§ Given records:
══════

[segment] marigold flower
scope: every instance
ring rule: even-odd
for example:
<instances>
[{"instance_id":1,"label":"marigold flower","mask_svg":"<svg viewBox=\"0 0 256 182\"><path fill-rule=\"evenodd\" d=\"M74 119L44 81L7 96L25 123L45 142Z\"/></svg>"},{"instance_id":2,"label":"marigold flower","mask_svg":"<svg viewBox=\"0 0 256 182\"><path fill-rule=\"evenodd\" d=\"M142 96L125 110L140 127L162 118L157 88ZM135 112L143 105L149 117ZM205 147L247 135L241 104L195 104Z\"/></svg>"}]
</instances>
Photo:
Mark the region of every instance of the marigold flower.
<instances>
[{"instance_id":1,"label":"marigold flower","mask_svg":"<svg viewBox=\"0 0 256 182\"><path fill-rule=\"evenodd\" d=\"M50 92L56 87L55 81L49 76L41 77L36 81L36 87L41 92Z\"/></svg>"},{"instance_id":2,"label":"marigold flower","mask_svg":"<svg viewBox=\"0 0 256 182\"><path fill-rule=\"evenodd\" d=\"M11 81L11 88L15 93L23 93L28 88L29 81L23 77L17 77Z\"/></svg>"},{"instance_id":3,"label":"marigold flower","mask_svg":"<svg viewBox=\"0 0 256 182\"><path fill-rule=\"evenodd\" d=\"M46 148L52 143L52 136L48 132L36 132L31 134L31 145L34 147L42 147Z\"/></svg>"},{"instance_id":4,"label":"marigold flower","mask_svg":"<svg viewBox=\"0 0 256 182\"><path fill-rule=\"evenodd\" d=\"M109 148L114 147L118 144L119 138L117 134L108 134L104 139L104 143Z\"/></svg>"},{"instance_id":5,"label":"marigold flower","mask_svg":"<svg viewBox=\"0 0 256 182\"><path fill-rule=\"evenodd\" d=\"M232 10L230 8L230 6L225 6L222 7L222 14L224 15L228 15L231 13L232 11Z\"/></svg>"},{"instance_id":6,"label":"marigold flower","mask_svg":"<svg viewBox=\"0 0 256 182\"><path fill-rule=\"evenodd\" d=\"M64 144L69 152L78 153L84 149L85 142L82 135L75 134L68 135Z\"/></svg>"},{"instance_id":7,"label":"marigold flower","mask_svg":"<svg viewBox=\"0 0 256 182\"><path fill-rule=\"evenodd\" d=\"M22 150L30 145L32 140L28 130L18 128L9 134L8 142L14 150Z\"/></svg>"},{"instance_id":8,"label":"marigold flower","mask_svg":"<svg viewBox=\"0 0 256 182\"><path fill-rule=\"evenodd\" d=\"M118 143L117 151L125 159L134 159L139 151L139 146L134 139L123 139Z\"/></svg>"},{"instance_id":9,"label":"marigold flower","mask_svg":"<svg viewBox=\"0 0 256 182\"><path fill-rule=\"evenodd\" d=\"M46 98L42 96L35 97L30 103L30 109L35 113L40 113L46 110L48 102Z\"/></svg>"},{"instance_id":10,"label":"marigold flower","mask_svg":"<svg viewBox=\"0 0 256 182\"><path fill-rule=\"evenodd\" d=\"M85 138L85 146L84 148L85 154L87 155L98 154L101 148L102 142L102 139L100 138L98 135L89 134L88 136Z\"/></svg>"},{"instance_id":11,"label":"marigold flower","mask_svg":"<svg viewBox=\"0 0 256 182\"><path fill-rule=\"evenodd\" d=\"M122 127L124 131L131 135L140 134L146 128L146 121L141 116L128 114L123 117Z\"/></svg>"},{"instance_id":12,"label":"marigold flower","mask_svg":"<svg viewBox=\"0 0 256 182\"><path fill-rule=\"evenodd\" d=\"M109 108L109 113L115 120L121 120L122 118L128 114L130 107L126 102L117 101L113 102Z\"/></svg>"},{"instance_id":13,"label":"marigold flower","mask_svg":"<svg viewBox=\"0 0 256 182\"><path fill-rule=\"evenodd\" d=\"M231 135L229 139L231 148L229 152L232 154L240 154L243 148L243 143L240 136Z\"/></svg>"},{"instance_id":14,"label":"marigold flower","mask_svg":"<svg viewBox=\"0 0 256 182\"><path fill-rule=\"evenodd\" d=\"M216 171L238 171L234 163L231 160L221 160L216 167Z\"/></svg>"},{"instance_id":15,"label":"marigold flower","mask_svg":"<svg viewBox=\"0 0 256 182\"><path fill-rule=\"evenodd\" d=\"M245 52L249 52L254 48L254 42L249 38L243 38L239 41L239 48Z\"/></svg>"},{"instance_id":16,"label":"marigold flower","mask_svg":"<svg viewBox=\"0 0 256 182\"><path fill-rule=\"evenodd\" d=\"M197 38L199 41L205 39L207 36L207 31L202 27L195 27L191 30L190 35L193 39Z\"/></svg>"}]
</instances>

══════

§ Problem to work on: Pick out each line in the records above that contains the word "every", and copy those lines in full.

§ Exercise output:
scope: every instance
Mark the region of every instance of the marigold flower.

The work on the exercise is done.